_PROBLEM STATEMENT_
Print the Salmon River industries passage word for word from "The original industries" to "employed many men.".

_SELECTED EXTRACT_

The original industries around which the small town of Salmon River revolved were highly seasonal in nature. In about 1840, a lumbering company from New Hampshire built a large sawmill at the mouth of the Salmon River. Men departed for lumber camps in the winter and spent long weeks felling trees, which were then stacked in so-called "log brows". As soon as spring came, the logs were floated down the Upper Salmon River to the mill, where they were sawn into lumber. The plentiful lumber supported the shipbuilding industry, as well as the sea trade of lumber being shipped to world markets, which employed many men.
Farming was necessary to the livelihood of all families, who raised livestock and planted gardens for food. The women, besides raising their families, also worked in the gardens, harvesting and preserving food for the winter. Fishermen harvested the plentiful shad and herring, which were exported on the trading ships. Salmon was also plentiful. Today, in addition to tourism, lobster and scallop fishing are important industries based out of Alma’s tidal harbour.

_MATERIAL_

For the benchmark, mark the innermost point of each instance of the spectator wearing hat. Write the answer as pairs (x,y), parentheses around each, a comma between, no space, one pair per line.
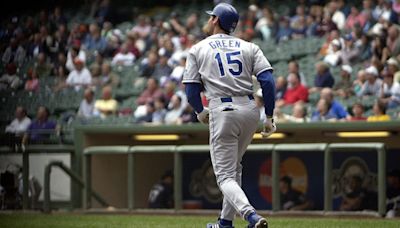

_FINAL ANSWER_
The original industries around which the small town of Salmon River revolved were highly seasonal in nature. In about 1840, a lumbering company from New Hampshire built a large sawmill at the mouth of the Salmon River. Men departed for lumber camps in the winter and spent long weeks felling trees, which were then stacked in so-called "log brows". As soon as spring came, the logs were floated down the Upper Salmon River to the mill, where they were sawn into lumber. The plentiful lumber supported the shipbuilding industry, as well as the sea trade of lumber being shipped to world markets, which employed many men.